It was a strange feeling to look at that faint trail winding its way along the ridge, knowing that I had about 200 m more to ascend before reaching the main summit. To the left, 800 m of air, with jagged crumbling rock teetering over the abyss, and to the right, a 45-degree grass slope. Even though the trail was covered in that treacherous scree, it seemed safe, but still, from where I was sitting, it looked like a tightrope.
I looked over at the Kreuzgipfel and noticed two tiny figures standing on the summit. They began working their way down, moving quickly, so I knew I was about to meet those intrepid motorcyclists who had inadvertently shown me the way.
Finally, at 10:02 am, I reached the main summit. I was feeling good, if a bit tired. I had been on the go for 5 hours straight and had covered 11 km / 6.8 miles and a leg-shredding 1,683 meters / 5,500 feet of elevation. I thought to myself, this is what you’ve been training for – get ready to put on your big-boy pants, because you are going to ace that traverse to the Kreuzgipfel.
At about that time, the two guys coming back from the Kreuzgipfel were headed my way, slipping and sliding in talus and scree, sending small avalanches down the mountainside. “Servus!” we called to each other. I asked about the traverse. “Oh, it’s great!” this twenty-something Austrian told me in crazy dialect. “They’ve got cable up everywhere!” “Is it well-marked?” I asked. “Oh yeah,” he said. “A six-year-old could get up there! Even in these shoes!” He pointed to his tennis shoes. We all laughed and said goodbye. I put on my helmet, skirted the ridge to where red-and-white blazes indicated the way down, and started making my way down into the notch.
A few words about this traverse. To the south, a gigantic bowl with snow in it descends vertically and then levels out about 600 m down. To the north, who knows – nothing but air. The slope descending to the middle of the traverse – which is conveniently blocked by a tower – is covered in scree and rotten rock. And after the tower, there is a 60 meter / 196 feet wall with some cable strung up on it, leading to the summit of the Kreuzgipfel. And right where you top out, where the cable ends, there is a 45-degree ramp covered in scree.
Well, I told myself, everyone says that it’s a lot worse than it looks. So I went down about 10 meters, watching every step, glancing nervously over at that 60-meter stretch. My eye followed the trail blazes across a series of cables that circumnavigated the tower, and I thought to myself, get around that tower and see what that wall looks like up close. So I took one step – slip, slip – and another – slip, slip – and turned to look back at the way I had come, which suddenly looked very steep and slippery, and that’s when I felt a definitive instinctual moment: holy shit, get me out of here.

* DATA UNDER STUDY *
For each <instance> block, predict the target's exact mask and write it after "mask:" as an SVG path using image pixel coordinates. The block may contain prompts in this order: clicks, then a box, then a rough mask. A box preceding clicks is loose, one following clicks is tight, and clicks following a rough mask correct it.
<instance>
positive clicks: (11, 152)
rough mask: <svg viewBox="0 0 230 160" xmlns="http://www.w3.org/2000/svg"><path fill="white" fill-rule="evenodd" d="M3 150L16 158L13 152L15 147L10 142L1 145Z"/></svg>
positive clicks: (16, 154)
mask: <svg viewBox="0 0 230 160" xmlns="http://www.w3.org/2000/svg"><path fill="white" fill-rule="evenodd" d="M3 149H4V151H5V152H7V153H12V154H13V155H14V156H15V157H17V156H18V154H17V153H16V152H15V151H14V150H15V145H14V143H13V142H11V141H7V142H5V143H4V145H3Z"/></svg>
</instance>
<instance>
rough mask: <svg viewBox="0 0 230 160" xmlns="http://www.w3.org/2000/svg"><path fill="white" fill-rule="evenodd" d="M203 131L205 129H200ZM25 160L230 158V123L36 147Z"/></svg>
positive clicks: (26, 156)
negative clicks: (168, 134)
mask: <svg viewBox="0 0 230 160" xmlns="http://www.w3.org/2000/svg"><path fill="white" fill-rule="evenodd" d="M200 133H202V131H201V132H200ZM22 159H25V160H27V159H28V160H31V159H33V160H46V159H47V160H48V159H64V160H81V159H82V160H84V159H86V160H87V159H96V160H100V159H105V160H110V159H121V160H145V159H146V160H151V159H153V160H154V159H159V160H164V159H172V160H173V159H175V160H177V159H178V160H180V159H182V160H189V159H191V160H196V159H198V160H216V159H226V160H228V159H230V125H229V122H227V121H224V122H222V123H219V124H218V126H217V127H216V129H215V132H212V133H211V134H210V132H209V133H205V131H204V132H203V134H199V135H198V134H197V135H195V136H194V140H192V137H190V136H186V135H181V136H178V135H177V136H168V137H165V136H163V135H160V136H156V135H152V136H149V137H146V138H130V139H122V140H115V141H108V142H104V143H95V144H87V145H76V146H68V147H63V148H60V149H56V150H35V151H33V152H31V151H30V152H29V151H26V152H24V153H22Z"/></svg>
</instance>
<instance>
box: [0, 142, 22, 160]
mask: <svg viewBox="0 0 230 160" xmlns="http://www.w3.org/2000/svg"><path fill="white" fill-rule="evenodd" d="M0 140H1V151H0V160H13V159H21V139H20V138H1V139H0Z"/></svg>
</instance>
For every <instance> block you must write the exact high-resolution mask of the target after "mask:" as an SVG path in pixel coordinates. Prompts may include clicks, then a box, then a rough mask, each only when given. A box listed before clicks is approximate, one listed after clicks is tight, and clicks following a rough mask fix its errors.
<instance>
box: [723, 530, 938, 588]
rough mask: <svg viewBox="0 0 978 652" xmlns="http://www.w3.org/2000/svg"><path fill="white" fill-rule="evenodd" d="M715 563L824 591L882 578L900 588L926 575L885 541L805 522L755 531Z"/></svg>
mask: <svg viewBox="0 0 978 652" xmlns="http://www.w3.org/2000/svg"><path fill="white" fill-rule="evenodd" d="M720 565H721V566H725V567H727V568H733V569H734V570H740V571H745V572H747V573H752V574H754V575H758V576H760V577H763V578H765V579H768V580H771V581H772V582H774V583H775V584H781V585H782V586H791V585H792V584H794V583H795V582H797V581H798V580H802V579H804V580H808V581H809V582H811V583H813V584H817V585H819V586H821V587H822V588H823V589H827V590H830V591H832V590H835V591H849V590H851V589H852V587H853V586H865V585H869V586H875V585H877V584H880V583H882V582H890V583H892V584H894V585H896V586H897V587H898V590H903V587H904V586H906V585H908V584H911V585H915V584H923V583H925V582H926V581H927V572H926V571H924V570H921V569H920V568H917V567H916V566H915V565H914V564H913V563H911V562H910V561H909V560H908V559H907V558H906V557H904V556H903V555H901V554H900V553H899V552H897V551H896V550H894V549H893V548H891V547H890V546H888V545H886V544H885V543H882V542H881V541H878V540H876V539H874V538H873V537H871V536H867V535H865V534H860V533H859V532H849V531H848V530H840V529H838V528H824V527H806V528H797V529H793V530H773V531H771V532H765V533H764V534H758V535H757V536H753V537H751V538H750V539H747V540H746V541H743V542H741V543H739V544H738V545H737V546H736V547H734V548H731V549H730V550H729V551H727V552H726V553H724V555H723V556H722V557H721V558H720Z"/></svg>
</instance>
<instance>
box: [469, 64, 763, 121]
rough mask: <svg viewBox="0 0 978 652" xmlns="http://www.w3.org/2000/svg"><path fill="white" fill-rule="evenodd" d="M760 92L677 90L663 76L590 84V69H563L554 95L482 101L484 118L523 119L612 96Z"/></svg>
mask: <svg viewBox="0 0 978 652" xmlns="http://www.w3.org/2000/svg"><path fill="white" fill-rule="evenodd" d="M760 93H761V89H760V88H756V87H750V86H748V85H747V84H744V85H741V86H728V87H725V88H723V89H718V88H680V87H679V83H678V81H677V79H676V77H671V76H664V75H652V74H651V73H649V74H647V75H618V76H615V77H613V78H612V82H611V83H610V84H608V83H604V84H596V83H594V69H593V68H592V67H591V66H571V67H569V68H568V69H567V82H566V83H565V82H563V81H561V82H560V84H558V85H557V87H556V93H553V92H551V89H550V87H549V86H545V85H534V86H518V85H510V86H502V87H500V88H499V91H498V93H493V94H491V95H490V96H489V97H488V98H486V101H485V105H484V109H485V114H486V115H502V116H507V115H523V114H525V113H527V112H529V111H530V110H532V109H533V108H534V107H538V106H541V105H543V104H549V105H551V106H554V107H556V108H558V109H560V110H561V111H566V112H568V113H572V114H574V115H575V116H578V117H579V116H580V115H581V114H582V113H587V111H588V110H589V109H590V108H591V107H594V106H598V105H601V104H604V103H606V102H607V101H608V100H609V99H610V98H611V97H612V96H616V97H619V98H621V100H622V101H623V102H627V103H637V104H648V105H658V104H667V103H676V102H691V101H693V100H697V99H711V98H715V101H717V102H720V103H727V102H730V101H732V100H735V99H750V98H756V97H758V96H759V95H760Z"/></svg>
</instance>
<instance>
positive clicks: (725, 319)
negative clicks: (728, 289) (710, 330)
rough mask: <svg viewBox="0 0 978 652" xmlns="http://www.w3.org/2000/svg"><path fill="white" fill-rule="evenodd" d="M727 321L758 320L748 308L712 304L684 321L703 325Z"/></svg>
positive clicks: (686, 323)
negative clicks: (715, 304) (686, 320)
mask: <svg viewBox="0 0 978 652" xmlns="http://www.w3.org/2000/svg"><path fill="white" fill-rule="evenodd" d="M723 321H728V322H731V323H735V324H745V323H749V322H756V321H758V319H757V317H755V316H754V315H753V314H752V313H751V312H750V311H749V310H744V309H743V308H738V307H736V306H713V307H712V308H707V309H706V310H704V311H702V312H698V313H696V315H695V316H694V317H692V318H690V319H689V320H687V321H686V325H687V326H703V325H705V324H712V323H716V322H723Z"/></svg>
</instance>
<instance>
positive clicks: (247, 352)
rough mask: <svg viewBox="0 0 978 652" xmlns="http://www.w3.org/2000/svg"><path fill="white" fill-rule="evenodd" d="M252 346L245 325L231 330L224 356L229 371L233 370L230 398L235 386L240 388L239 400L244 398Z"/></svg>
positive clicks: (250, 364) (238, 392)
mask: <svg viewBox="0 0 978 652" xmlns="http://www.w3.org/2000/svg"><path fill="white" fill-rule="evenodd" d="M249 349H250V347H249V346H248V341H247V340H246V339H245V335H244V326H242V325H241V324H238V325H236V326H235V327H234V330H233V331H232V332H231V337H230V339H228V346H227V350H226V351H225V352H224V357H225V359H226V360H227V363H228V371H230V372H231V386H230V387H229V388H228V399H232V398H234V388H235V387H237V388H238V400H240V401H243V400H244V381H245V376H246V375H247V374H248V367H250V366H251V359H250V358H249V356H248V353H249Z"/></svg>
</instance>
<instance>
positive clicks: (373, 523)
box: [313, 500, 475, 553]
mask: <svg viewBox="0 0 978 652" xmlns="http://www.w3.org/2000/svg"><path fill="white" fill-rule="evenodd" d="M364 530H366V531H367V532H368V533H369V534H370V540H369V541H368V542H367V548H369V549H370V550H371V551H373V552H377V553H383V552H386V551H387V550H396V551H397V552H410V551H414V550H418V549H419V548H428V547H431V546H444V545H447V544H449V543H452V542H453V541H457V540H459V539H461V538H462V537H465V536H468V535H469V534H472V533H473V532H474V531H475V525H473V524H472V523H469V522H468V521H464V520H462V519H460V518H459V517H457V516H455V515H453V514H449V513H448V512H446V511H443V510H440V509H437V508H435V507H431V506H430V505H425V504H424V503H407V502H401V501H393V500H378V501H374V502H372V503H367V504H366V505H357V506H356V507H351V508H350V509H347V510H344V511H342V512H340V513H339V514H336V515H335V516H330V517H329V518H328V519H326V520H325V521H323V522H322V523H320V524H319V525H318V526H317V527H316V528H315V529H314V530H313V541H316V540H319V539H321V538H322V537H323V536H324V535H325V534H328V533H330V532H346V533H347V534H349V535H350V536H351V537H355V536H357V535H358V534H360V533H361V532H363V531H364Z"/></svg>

* TASK DIRECTIONS *
Reproduce the passage of the mountain-climbing account between "Finally, at 10:02" and "to the Kreuzgipfel.", inclusive, substituting "climbing gear" for "big-boy pants".

* EXERCISE OUTPUT *
Finally, at 10:02 am, I reached the main summit. I was feeling good, if a bit tired. I had been on the go for 5 hours straight and had covered 11 km / 6.8 miles and a leg-shredding 1,683 meters / 5,500 feet of elevation. I thought to myself, this is what you’ve been training for – get ready to put on your climbing gear, because you are going to ace that traverse to the Kreuzgipfel.